Aufgabe 1 -> Gegen welche Mannschaft gewann der SSV Ulm 1846 Fußball laut dem Textauszug mit 2:0?

Textauszug ->
Der SSV Ulm 1846 Fußball schafft die Sensation und marschiert nach einem 2:0 gegen Köln in die 2. Fußball-Bundesliga. Und die Fans? Verwandeln das Stadion in eine schwarz-weiße Partymeile.
Ulm feiert seine Spatzen: Der SSV Ulm 1846 Fußball steigt in die 2. Fußball-Bundesliga auf. Der SSV ist nach dem Sieg gegen Viktoria Köln sogar vorzeitig Meister der 3. Liga - und die Stadt macht Party.
Stadion wird zur Freiluftparty
Um 15:49 Uhr gibt es endgültig kein Halten mehr: Tausende Fans stürmen den Platz und verwandeln das Spielfeld kurz nach Abpfiff in die größte Freiluftparty Ulms. Dass die Ulmer in zwei Wochen auf genau diesem Platz nochmal ran müssen? In diesem Moment: egal. Auch die Bitten des Stadionsprechers, die Tornetze doch bitte an ihrem Bestimmungsort zu lassen, sind vergebens.
Welche Glücksgefühle der Fußball auslösen kann, sieht man vielen Feiernden an, die den Rasen belagern. Leonardo zum Beispiel, Sonnenbrille, schwarze Kappe, weißes SSV Ulm-Trikot. Er habe geweint, sagt er, vor Freude. Dabei macht er nicht den Eindruck, dass er auch nur ansatzweise zur Übertreibung neigen würde. Auch nicht, als er sagt: "Diesen Tag werde ich nie in meinem ganzen Leben vergessen." An dieser Stelle muss man wissen, dass Leonardo neun Jahre alt ist.
Vater und Sohn zu Tränen gerührt
Daneben, der Papa, Holger Rupp, mit tätowiertem SSV-Ulm-Wappen und schwarz-weißem Blut. Letzteres darf angezweifelt werden. Doch glaubhaft versichert er, seit 1995 Fan der Ulmer zu sein und seitdem alle Aufs und Abs mitgemacht zu haben. Dieses Mal "ist der Verein gefestigter", sagt Holger. "Solide und kein Hoppladihopp", im Hinterkopf vermutlich die Erinnerungen an die Achterbahnfahrt der letzten 25 Jahre. Alles war dabei: Von einem Jahr in der 1. Bundesliga in den Jahren 1999/2000 über drei Insolvenzen bis hin zu einem Ulmer Unternehmer, der Anti-Schnarch- und Hämorrhoiden-Salbe vertrieb und vor zehn Jahren mit dem Geld den Verein retten wollte. Klappte aber nicht.

Aufgabe 2 -> Stellen Sie die Zeilen der Auflistung von derjenigen, die „of the window?“ enthält, bis einschließlich zum Ende der Auflistung als JSON-Liste von Zeichenketten dar, mit einem Eintrag pro Zeile und ohne Leerzeilen.

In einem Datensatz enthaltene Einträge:
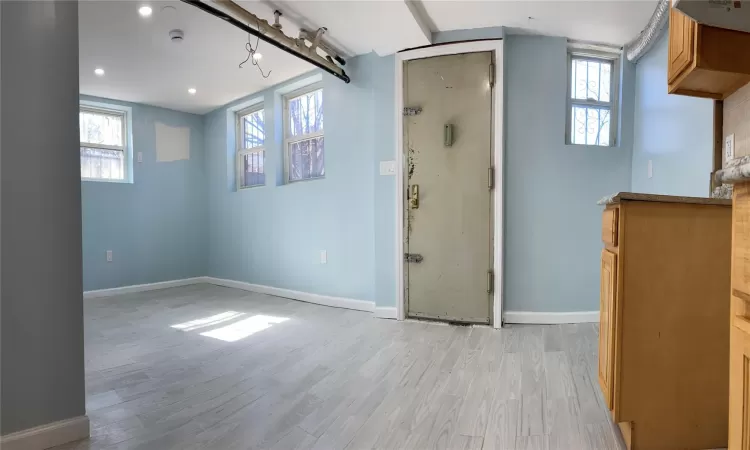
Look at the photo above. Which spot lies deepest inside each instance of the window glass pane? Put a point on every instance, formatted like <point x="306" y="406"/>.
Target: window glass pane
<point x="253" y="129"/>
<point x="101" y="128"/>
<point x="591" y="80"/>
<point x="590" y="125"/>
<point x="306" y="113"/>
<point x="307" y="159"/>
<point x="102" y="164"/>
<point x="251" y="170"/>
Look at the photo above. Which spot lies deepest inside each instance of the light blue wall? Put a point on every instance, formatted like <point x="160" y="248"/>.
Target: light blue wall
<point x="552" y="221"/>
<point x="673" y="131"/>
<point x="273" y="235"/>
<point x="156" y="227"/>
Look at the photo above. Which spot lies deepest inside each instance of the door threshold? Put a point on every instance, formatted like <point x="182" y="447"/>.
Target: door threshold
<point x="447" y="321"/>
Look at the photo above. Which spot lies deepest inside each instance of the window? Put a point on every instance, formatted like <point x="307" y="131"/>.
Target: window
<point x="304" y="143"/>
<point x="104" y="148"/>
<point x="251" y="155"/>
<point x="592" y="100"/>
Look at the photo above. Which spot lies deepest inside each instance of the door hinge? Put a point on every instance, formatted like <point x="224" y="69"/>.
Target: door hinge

Lösung 1 -> Gegen Viktoria Köln.

Lösung 2 ->
[
  "Look at the photo above. Which spot lies deepest inside each instance of the window? Put a point on every instance, formatted like <point x=\"307\" y=\"131\"/>.",
  "Target: window",
  "<point x=\"304\" y=\"143\"/>",
  "<point x=\"104\" y=\"148\"/>",
  "<point x=\"251\" y=\"155\"/>",
  "<point x=\"592\" y=\"100\"/>",
  "Look at the photo above. Which spot lies deepest inside each instance of the door hinge? Put a point on every instance, formatted like <point x=\"224\" y=\"69\"/>.",
  "Target: door hinge"
]